#### Document excerpt
Building a Multi-Tier Search System for Prediction Markets
This article covers the search implementation for a Solana-based prediction market platform, where users can find events across sports, crypto, politics, and esports categories. The system uses a three-tier fallback strategy: PostgreSQL full-text search, trigram fuzzy matching, and AI semantic search, ensuring high recall without sacrificing response times for common queries.
Database Foundation
The search relies on PostgreSQL's full-text search capabilities. Each event has a search_vector column (tsvector) that indexes the title and description for efficient text matching. The pg_trgm extension enables fuzzy matching via trigram similarity, catching typos and partial inputs that full-text search would miss.
Search Alias Expansion
Before hitting the database, common abbreviations are expanded into richer search terms. A user searching "nfl" gets results for "american football" and "super bowl" automatically:
export const SEARCH_ALIASES: Record<
string,
{ category?: string; subcategory?: string; expandedTerms?: string[] }
> = {
nfl: {
category: "sports",
subcategory: "nfl",
expandedTerms: ["american football", "super bowl"],
},
btc: { category: "crypto", expandedTerms: ["bitcoin"] },
ucl: {
category: "sports",
subcategory: "ucl",
expandedTerms: ["champions league", "uefa"],
},
// ...

#### Data extracts
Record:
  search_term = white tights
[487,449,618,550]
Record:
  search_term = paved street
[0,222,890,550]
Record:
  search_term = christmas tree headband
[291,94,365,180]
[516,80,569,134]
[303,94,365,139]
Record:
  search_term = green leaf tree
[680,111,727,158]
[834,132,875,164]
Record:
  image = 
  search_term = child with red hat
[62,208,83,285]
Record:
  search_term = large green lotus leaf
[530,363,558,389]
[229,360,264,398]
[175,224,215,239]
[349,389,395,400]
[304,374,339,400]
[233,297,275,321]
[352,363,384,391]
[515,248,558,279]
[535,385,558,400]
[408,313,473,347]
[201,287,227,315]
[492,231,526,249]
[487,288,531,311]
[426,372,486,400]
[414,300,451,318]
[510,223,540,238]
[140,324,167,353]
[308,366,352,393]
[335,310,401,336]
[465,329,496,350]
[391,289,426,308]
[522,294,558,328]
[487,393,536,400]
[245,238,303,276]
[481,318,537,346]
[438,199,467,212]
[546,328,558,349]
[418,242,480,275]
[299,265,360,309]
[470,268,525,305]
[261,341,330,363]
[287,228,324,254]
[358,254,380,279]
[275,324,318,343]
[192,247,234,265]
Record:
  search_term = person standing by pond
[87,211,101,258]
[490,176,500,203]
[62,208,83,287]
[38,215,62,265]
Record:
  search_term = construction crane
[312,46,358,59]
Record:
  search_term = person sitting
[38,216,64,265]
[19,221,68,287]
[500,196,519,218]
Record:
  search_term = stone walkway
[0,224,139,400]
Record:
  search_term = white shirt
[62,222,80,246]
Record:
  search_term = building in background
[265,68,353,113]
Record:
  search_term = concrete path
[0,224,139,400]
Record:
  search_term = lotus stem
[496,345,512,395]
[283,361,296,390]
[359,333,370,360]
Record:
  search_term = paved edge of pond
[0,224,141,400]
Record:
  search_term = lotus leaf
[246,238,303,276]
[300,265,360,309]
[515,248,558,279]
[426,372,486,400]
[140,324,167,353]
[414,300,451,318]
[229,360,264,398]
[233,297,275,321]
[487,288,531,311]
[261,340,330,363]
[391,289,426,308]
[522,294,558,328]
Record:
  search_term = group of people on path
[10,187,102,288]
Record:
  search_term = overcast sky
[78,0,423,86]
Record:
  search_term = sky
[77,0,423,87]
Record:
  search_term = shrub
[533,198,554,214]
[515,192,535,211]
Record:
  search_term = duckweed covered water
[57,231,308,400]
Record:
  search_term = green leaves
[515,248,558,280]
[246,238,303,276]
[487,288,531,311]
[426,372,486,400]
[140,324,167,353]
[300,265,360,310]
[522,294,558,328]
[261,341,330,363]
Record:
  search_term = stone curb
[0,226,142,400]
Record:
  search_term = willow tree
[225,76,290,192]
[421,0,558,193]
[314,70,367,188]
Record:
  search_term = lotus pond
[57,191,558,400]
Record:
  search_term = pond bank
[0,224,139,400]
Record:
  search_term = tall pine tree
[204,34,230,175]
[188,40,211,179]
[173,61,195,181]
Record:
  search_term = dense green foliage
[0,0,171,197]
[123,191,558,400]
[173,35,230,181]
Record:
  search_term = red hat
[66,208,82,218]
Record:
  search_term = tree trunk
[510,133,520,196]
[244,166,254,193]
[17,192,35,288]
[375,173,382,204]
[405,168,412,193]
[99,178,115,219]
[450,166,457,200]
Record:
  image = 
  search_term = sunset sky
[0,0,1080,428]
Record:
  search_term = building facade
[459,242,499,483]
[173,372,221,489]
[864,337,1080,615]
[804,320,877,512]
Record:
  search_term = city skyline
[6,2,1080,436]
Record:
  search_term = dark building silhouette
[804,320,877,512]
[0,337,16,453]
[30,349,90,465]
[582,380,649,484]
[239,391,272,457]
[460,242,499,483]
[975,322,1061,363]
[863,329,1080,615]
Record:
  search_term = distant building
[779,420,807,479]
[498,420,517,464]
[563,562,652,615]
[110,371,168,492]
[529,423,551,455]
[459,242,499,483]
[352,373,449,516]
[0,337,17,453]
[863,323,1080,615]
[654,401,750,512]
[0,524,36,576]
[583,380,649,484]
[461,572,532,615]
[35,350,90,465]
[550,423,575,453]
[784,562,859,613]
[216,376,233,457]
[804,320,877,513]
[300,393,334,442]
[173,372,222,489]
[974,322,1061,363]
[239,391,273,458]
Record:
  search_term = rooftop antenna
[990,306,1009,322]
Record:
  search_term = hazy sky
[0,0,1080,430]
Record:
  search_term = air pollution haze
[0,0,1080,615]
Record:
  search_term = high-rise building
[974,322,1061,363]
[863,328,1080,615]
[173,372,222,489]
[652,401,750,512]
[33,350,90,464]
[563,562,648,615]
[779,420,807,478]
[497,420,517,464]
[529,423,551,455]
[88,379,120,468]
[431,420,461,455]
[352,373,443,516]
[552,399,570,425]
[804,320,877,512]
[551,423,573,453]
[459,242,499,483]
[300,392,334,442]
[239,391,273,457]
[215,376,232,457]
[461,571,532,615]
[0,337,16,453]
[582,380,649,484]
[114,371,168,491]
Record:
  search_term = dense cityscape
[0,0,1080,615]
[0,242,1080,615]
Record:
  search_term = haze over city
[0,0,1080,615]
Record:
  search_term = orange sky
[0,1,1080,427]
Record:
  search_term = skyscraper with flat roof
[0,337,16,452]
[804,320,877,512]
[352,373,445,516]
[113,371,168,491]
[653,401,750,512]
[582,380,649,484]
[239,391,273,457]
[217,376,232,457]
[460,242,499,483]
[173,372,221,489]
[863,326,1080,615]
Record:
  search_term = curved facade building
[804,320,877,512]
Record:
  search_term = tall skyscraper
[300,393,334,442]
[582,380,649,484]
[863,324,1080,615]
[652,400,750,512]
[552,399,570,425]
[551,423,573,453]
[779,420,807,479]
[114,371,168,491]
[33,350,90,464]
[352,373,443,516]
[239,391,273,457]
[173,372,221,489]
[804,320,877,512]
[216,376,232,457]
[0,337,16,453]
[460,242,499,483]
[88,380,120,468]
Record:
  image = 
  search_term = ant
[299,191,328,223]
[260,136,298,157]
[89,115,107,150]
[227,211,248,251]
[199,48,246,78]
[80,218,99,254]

#### Tasks
a – Repeat the prediction market search article word for word, from "Building a Multi-Tier" up to and including "search would miss.".
b – According to the introductory paragraph of the prediction market search article, what event categories can users search across?
The records come from a different source than the prediction market search article.

#### Results in order
a –
Building a Multi-Tier Search System for Prediction Markets
This article covers the search implementation for a Solana-based prediction market platform, where users can find events across sports, crypto, politics, and esports categories. The system uses a three-tier fallback strategy: PostgreSQL full-text search, trigram fuzzy matching, and AI semantic search, ensuring high recall without sacrificing response times for common queries.
Database Foundation
The search relies on PostgreSQL's full-text search capabilities. Each event has a search_vector column (tsvector) that indexes the title and description for efficient text matching. The pg_trgm extension enables fuzzy matching via trigram similarity, catching typos and partial inputs that full-text search would miss.

b – Sports, crypto, politics, esports